Begin QUOTED TEXT
# Is this a female



## DWS (May 16, 2021)

I'm a newbe and I think this is a female but need some help.


----------



## pute (May 16, 2021)

Looks like a female to me.


----------



## bigsur51 (May 16, 2021)

not me

besides , it is to young 

let it grow up and decide what it wants to be

it can even be male female if it so chooses , intersex is in baby


----------



## pute (May 16, 2021)

Hmmm.....looks like the makings of a female to me.  But,  time will tell.


----------



## ROSTERMAN (May 16, 2021)

Well according to the american civil liberties it has the right to chose it's own gender
be that male female or none.


----------



## pute (May 16, 2021)

That brings up the question that if it is a male and identifies as a female.....does he get to compete with the girls?


----------



## ROSTERMAN (May 16, 2021)

pute said:


> That brings up the question that if it is a male and identifies as a female.....does he get to compete with the girls?
End QUOTED TEXT
REQUEST
In the forum thread, what does pute add right after saying it looks like the makings of a female?
Begin DATASET ENTRIES
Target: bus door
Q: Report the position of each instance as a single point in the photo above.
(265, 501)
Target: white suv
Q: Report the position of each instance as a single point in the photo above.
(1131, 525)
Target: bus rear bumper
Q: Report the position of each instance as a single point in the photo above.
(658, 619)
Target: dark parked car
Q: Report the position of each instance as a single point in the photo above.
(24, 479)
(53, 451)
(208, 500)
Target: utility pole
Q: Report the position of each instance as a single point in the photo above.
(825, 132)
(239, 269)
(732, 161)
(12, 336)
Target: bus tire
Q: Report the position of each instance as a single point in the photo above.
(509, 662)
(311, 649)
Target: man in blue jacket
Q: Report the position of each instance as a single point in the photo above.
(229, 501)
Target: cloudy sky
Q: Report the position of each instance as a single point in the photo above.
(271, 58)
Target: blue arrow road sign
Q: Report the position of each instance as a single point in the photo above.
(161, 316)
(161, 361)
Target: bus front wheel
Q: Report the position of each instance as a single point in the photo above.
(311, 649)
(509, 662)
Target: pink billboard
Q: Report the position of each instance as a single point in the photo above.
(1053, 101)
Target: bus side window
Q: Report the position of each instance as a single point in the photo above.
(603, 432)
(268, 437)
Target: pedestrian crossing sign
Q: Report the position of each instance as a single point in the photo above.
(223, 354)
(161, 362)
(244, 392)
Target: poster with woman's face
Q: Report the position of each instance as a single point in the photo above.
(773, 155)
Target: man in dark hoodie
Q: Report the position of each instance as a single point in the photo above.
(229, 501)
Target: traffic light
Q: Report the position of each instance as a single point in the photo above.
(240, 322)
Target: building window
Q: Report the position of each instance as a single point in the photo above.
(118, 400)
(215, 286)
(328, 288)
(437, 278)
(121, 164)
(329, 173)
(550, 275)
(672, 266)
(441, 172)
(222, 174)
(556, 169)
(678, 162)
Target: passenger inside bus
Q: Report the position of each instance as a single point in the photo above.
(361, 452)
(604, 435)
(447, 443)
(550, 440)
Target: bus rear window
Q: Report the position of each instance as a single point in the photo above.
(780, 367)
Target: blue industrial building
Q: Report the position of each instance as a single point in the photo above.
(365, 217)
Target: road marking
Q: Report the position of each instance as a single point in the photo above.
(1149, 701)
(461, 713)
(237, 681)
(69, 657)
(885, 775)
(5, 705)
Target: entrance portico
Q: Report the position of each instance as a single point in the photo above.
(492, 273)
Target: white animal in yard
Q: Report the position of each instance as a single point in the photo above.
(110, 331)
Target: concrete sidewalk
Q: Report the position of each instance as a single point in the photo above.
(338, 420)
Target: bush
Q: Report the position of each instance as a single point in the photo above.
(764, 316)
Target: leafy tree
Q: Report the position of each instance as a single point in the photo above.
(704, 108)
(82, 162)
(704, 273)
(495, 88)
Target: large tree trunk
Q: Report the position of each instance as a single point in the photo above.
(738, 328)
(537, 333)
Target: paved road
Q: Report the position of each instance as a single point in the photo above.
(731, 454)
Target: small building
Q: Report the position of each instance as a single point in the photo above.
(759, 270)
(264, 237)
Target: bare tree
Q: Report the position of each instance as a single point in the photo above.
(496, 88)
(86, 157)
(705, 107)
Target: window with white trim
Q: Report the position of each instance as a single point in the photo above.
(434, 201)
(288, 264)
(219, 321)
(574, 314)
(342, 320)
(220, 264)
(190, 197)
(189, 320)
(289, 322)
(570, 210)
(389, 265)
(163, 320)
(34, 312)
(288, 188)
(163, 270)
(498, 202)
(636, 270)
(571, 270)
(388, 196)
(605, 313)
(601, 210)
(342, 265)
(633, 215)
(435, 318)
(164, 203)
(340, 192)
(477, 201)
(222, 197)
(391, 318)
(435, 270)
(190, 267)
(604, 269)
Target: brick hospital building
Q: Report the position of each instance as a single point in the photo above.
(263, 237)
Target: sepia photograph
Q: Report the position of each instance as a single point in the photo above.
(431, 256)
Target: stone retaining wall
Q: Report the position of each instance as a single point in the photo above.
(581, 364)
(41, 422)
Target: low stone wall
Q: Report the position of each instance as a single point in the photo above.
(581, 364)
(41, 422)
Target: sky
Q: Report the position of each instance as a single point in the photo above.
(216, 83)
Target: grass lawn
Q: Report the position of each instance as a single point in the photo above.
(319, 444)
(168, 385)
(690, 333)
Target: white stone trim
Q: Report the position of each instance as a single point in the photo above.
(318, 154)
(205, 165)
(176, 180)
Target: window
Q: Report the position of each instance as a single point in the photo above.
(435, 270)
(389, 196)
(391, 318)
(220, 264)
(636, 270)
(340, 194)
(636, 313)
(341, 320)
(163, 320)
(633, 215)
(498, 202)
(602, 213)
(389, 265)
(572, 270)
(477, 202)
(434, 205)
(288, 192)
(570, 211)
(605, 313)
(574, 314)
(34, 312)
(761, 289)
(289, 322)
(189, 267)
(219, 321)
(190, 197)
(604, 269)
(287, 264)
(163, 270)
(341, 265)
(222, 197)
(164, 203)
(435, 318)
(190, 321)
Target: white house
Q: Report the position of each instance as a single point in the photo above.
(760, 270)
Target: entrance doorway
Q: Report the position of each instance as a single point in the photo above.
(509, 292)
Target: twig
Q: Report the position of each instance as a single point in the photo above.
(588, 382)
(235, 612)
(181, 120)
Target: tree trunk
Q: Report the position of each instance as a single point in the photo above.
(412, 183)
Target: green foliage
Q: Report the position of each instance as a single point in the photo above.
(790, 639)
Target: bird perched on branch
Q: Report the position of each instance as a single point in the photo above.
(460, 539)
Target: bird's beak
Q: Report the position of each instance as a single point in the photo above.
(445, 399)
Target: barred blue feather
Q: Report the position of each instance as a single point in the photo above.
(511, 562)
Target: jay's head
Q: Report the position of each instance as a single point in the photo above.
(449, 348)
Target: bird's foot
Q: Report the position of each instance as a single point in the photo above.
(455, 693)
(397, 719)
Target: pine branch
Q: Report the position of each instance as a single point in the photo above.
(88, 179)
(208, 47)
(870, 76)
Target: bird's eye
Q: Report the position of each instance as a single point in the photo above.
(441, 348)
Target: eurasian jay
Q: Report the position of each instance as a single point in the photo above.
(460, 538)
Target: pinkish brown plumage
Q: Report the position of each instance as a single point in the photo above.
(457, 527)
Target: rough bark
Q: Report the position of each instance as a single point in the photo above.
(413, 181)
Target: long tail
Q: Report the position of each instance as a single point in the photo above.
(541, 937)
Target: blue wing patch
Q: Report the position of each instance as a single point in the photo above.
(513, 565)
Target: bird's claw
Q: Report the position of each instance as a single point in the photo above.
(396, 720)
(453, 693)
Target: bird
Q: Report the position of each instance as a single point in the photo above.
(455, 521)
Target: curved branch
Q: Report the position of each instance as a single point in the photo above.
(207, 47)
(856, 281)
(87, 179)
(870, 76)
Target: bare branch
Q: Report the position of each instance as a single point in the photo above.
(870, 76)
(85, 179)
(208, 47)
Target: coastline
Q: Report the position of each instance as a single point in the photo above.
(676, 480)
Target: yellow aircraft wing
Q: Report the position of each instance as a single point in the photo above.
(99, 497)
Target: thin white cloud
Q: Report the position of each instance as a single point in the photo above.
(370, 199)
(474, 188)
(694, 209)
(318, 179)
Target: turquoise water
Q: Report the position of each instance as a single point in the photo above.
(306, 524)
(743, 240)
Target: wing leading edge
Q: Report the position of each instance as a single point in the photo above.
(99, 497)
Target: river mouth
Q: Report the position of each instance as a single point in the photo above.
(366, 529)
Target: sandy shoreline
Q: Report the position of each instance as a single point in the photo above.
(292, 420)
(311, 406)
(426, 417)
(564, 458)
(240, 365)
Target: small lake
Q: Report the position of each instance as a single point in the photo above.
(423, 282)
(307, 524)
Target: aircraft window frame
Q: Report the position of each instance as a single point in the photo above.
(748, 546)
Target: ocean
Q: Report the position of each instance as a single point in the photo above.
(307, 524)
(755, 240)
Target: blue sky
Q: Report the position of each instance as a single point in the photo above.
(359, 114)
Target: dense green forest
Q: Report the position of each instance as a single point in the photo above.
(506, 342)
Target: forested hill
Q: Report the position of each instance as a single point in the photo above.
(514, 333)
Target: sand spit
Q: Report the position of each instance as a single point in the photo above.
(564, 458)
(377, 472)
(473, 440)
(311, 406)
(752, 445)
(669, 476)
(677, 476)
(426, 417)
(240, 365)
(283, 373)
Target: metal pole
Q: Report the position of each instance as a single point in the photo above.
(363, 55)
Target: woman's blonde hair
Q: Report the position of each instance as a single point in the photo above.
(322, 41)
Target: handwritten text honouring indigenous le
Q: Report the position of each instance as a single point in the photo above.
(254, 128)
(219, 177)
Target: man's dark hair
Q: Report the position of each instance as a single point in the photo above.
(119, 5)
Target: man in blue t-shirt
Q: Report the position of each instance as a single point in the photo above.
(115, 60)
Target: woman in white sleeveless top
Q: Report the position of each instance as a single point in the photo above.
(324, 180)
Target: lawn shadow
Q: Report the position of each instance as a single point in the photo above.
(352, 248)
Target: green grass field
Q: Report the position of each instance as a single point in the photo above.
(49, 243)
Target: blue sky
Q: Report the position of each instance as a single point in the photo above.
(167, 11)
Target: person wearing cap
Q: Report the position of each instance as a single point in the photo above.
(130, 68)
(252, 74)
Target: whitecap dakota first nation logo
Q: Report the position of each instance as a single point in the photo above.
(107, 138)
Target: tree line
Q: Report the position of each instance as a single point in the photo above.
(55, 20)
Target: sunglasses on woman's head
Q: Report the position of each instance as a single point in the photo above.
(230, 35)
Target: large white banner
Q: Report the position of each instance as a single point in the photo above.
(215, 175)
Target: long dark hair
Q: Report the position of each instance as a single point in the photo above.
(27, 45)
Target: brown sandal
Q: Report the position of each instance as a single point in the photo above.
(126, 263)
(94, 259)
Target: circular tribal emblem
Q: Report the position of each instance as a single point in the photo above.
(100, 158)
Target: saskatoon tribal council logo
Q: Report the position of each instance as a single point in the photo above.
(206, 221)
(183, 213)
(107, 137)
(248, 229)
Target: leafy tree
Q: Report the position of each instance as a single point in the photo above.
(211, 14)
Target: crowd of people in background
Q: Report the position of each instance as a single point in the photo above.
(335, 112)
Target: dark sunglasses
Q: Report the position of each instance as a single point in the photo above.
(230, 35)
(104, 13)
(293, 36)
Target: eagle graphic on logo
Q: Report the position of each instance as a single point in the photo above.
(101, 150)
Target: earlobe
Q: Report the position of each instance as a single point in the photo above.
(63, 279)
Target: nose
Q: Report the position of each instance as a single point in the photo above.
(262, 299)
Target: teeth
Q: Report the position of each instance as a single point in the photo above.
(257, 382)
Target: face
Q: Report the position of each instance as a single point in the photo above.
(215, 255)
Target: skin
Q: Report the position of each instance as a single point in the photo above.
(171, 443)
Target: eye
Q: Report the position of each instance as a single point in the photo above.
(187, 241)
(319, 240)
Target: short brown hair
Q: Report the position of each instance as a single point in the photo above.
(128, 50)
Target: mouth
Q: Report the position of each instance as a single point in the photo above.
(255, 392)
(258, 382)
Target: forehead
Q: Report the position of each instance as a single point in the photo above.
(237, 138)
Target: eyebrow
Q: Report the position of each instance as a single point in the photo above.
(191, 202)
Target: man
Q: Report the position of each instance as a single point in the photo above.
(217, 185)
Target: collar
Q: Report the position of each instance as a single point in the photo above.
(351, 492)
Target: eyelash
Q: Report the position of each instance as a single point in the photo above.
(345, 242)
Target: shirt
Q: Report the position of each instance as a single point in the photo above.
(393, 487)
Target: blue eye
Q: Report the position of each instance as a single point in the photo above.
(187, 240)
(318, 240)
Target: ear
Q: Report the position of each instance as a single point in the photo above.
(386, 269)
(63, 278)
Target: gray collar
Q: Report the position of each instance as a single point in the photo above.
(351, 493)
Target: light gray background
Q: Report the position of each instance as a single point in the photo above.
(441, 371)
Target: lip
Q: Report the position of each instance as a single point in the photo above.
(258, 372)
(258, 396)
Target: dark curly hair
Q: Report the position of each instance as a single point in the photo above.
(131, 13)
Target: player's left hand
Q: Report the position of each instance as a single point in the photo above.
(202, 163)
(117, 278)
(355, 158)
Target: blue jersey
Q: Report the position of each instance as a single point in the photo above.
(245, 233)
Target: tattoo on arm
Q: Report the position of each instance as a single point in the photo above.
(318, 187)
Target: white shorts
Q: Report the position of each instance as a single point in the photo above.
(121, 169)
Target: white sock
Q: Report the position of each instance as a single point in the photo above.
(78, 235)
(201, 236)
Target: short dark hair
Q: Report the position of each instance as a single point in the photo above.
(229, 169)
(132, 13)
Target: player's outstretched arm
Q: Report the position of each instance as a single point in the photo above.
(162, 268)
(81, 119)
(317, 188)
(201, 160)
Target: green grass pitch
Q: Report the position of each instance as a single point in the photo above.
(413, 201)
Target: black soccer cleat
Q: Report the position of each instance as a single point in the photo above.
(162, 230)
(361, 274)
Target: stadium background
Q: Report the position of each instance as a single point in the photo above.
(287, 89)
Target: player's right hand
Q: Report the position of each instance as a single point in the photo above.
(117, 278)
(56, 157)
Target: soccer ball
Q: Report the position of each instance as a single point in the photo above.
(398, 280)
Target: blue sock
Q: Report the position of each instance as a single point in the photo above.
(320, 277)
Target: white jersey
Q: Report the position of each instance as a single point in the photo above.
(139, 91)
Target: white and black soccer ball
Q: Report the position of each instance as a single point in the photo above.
End DATASET ENTRIES
RESULT OF THE EXERCISE
"But, time will tell."